Data section:
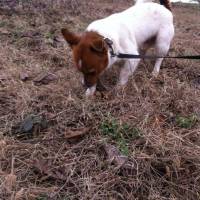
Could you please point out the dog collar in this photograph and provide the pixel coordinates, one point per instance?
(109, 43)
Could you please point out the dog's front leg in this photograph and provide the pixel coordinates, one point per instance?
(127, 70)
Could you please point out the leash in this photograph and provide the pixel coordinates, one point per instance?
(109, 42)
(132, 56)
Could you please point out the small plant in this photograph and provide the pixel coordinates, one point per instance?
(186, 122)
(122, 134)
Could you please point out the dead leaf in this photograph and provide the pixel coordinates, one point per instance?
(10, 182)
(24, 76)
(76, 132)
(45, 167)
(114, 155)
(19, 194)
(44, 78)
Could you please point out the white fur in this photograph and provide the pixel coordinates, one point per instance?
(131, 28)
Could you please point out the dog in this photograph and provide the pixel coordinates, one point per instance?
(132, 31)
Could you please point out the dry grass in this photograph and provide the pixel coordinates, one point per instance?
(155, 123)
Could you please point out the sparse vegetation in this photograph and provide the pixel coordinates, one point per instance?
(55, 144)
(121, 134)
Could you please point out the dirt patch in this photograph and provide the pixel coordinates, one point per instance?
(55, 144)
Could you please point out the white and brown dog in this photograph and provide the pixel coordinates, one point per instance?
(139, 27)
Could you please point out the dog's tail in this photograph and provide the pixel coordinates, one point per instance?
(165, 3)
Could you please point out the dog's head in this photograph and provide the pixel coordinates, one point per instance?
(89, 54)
==
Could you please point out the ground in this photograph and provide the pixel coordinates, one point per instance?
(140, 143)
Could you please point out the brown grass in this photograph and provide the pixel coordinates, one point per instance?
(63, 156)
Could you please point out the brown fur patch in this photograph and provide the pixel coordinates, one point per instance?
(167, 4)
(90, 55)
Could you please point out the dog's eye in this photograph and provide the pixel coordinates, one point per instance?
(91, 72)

What to do: Locate each row above that contains the string "patch", matching case exactly, and copy every such row in full.

Correct response:
Could you please point out the dirt patch in this photograph and provide the pixel coordinates, one point per instance?
Could you please point out the brown fur patch in this photograph and provide the pixel coordinates, one point per instance?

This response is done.